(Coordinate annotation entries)
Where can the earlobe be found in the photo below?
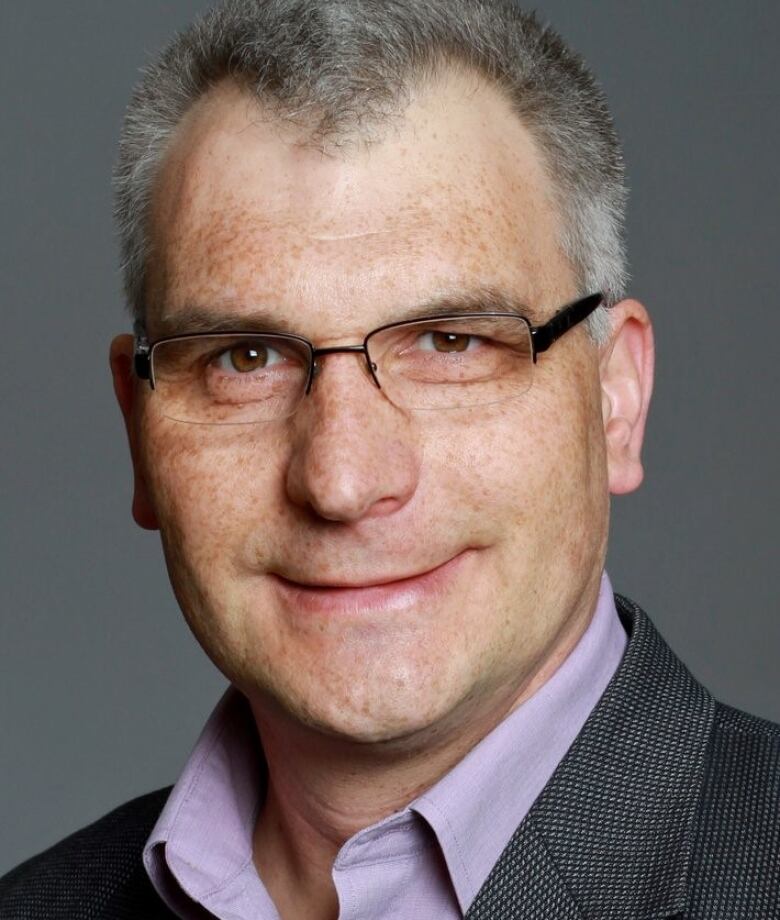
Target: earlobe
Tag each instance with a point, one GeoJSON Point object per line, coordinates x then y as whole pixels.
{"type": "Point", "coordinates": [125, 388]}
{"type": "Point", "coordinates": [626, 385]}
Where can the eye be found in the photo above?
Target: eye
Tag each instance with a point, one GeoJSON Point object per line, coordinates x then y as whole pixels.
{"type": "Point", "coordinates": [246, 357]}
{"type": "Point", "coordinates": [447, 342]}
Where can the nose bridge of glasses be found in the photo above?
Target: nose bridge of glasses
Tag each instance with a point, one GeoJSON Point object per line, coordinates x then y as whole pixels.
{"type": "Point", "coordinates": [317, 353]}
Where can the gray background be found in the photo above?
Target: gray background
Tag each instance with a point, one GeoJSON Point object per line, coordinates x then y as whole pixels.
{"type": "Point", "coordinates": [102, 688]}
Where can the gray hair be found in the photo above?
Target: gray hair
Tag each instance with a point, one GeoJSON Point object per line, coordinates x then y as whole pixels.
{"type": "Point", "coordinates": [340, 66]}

==

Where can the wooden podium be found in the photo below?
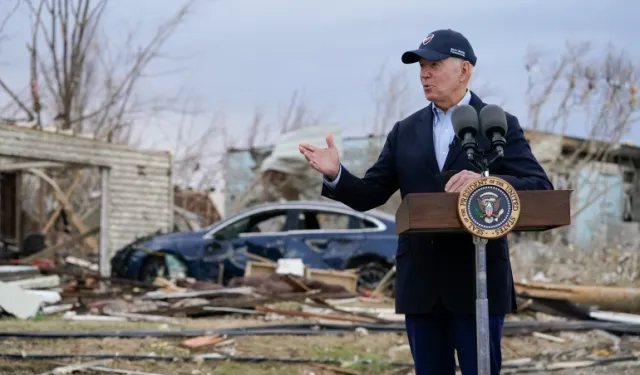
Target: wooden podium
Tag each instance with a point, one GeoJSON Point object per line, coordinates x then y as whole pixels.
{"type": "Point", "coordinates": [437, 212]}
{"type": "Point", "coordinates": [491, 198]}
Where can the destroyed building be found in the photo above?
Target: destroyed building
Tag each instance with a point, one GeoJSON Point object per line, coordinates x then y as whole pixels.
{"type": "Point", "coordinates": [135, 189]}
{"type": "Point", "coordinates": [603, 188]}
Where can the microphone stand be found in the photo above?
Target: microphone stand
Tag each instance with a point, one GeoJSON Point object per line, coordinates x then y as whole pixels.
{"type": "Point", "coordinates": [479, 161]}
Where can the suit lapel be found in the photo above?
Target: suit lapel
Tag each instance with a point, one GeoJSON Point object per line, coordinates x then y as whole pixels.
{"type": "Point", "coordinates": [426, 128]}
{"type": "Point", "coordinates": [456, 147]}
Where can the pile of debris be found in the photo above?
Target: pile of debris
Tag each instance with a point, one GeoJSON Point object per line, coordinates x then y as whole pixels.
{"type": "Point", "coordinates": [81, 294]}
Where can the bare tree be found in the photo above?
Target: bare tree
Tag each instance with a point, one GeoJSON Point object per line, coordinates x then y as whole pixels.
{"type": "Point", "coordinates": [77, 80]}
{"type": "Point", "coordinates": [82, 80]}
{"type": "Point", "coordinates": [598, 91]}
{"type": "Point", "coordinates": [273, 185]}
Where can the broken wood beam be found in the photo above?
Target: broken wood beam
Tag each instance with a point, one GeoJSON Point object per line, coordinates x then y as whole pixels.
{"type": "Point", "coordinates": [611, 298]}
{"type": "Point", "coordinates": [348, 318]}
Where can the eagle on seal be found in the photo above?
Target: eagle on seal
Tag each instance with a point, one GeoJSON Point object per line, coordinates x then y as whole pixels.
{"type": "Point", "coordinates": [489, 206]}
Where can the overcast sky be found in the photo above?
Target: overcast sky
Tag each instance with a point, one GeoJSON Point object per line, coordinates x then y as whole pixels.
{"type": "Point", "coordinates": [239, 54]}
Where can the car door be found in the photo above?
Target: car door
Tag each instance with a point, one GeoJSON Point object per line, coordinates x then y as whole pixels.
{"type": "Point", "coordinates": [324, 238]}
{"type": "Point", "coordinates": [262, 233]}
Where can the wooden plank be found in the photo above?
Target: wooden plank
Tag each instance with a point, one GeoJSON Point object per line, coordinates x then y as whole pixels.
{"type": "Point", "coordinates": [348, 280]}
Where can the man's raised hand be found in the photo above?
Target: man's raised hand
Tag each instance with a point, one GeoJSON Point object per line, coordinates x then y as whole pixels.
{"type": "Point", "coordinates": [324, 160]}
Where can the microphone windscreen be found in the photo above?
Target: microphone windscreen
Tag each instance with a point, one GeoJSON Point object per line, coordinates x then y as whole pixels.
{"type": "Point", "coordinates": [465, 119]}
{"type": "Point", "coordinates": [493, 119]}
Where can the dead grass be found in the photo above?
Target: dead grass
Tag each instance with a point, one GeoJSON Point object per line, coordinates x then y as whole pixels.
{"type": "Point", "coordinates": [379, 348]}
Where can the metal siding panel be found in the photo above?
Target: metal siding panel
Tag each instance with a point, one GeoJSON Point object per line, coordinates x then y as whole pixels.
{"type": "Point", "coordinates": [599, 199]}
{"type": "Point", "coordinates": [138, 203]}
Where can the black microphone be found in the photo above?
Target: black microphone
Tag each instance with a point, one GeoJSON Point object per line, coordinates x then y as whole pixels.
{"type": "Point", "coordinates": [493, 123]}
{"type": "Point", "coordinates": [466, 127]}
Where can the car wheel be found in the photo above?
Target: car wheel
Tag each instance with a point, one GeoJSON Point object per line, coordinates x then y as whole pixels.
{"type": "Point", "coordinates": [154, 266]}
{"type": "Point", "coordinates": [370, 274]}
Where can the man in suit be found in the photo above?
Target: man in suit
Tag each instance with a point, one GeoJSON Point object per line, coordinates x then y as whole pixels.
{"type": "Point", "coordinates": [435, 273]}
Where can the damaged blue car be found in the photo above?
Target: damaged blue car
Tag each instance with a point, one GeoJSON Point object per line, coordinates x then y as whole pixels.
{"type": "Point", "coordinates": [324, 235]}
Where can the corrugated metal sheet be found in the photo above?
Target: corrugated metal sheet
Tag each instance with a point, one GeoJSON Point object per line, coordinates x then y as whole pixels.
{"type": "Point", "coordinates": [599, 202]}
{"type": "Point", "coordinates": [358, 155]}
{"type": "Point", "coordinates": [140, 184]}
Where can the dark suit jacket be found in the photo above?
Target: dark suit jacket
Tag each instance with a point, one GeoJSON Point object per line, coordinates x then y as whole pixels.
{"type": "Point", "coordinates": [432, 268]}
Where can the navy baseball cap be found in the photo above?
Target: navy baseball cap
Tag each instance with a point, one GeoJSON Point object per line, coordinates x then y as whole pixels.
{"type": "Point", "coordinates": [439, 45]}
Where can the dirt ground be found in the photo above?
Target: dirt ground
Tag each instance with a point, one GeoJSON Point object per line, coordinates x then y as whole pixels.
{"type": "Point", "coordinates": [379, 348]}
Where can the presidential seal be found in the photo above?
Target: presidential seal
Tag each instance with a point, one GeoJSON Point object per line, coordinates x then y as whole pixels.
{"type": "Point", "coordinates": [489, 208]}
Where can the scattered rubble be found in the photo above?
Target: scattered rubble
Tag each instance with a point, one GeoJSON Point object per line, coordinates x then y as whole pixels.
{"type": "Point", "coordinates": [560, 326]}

...

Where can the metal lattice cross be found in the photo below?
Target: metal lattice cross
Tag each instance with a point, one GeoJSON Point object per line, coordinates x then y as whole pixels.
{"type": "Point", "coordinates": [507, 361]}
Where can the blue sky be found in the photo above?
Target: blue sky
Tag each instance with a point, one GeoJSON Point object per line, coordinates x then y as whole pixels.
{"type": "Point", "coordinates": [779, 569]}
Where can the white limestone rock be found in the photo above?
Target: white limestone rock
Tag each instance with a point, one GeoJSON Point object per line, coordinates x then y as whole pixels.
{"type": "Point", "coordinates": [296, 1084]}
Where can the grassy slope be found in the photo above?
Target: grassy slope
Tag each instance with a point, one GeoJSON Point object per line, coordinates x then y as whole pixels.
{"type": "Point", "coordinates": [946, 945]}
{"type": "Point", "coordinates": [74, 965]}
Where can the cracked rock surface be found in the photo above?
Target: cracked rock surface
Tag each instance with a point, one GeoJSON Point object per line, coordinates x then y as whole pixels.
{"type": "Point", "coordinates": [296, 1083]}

AIM:
Please pull out every row above that contains the word "earlobe" and copy each one in full. Only matches in the same case count.

TASK ANSWER:
Where can the earlobe be found in the photo below?
Target: earlobe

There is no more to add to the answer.